Text segment ▸
----

This edited volume analyses the channels through which EU membership contributed to the convergence process of member countries in the Baltics, Central-Eastern and South-Eastern Europe. These channels include trade, investment, finance, labour, and laws and institutions. Global integration has certainly played an important role. A large part of FDI flows and financial integration in the world have been persistent features of globalization. Have these countries experienced more intensive integration through these channels because of EU membership, with its much tighter institutional and political anchorage, than their fundamentals and global trends would suggest? Contributions by lead researchers of the area address different aspects of this question. .

Table of Contents


Chapter 1. Introduction: The Working of the Channels of Interaction Between the EU and the EU11 Member States

Starting on 1 May 2004, 11 countries in Central-Eastern and South-Eastern Europe and in the Baltics (EU11) joined the European Union (EU) in three consecutive waves. Half a generation later, and a full generation after the start of transition in the region, we thought it would be opportune to look into the convergence experience of these countries. The two volumes of this book offer a collection of contributions on this matter.

----

Records ▸
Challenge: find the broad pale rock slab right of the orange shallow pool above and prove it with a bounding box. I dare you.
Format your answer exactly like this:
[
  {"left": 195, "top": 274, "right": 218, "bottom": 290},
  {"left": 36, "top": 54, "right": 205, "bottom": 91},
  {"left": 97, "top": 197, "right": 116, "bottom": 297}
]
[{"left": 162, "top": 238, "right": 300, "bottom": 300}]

----

Exercise 1 ▸
Answer these questions using the passage on EU membership and convergence:
(a) On what date did the EU11 countries start joining the European Union?
(b) In how many waves did they join?
(c) How many volumes does the book have?
Exercise 2 ▸ According to the passage on EU membership and convergence, through which channels did EU membership contribute to the convergence of member countries? List every one.
Exercise 3 ▸ Pick up the passage on EU membership and convergence after its last sentence and continue it.

Result 1 ▸
(a) 1 May 2004
(b) Three consecutive waves
(c) Two

Result 2 ▸
- Trade
- Investment
- Finance
- Labour
- Laws and institutions

Result 3 ▸
Michael Landesmann, István P. Székely

Trade and Investment Channels


Chapter 2. The Economic Impact of Single Market Membership on the EU Enlargement Countries

This chapter examines the macroeconomic benefits that membership of the Single Market has given to the 11 Baltics, Central and South Eastern European countries that joined the EU after 2004. We find that these EU11 countries have benefitted particularly from membership of the internal market because of their high degree of openness and their strong trade integration within the EU. The analysis is conducted with the macroeconomic model QUEST that distinguishes between all EU member states and the rest of the world. We capture both the direct welfare effects for consumers from the reduction of tariffs and non-tariff barriers but we also consider indirect effects on income which work via labour supply, the decline of capital costs for firms and effects on EU value chains via lower prices for intermediates. GDP effects depend heavily on the degree of openness with respect to intra-EU trade. We find GDP effects which are in the middle of effects estimated in ex ante studies.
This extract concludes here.